TASK STATEMENT:
Lay out each line of the records below as a Markdown table with two columns, No. for the row number and Line for the line itself, leaving out blank lines.

ITEMS:

---+---

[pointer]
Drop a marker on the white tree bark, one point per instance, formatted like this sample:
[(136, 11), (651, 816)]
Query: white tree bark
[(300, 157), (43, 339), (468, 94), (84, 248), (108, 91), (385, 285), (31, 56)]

---+---

SOLVED PROBLEM:
| No. | Line |
|---|---|
| 1 | [pointer] |
| 2 | Drop a marker on the white tree bark, one point per instance, formatted like this sample: |
| 3 | [(136, 11), (651, 816)] |
| 4 | Query: white tree bark |
| 5 | [(300, 157), (43, 339), (468, 94), (84, 248), (108, 91), (385, 285), (31, 56)] |